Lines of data
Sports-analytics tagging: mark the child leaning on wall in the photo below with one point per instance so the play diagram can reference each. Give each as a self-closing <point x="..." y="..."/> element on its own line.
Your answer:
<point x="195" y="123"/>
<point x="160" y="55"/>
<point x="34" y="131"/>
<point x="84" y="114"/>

PROBLEM TO SOLVE.
Reproduce all of the records above, line for line and without any changes.

SOLUTION TO THE PROBLEM.
Sports-analytics tagging: mark the child leaning on wall in the photo below with one point per instance so the play diagram can reference each. Give each as a self-closing <point x="..." y="..."/> element on its own line.
Your answer:
<point x="195" y="123"/>
<point x="160" y="55"/>
<point x="34" y="131"/>
<point x="84" y="114"/>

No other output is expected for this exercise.